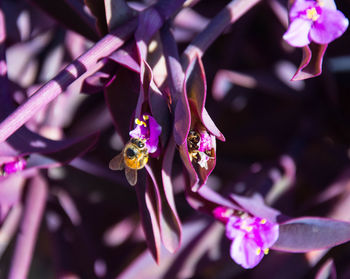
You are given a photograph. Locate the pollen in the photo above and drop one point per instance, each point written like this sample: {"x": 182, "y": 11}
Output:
{"x": 312, "y": 14}
{"x": 320, "y": 3}
{"x": 140, "y": 123}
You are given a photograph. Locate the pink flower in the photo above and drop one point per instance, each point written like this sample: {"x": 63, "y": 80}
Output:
{"x": 147, "y": 129}
{"x": 14, "y": 166}
{"x": 318, "y": 21}
{"x": 251, "y": 238}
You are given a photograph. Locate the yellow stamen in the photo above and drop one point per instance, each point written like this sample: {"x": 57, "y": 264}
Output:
{"x": 139, "y": 122}
{"x": 228, "y": 212}
{"x": 245, "y": 227}
{"x": 312, "y": 14}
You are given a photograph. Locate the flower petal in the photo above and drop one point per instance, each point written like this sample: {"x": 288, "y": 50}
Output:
★ ★ ★
| Exercise |
Print all the rows above word for word, leaving out the pictures.

| Result of the task |
You are given a photograph. Locate the pollen in the photo above and drop one point per instance, each point written like this sample: {"x": 182, "y": 11}
Output:
{"x": 312, "y": 14}
{"x": 320, "y": 3}
{"x": 140, "y": 123}
You are given a photograph. Locate the pink flower in the photo above and drop one point per instance, each point written like this sample: {"x": 63, "y": 80}
Output:
{"x": 147, "y": 129}
{"x": 14, "y": 166}
{"x": 318, "y": 21}
{"x": 251, "y": 238}
You are given a photograph. Locate the yellow stamen in the photo above and drop one point per instance, each point written like this sample: {"x": 57, "y": 264}
Output:
{"x": 139, "y": 122}
{"x": 228, "y": 212}
{"x": 245, "y": 227}
{"x": 312, "y": 14}
You are given a photograph. Locate the flower petal in the photo above and drop one point per instance, each point written like this sample: {"x": 288, "y": 50}
Output:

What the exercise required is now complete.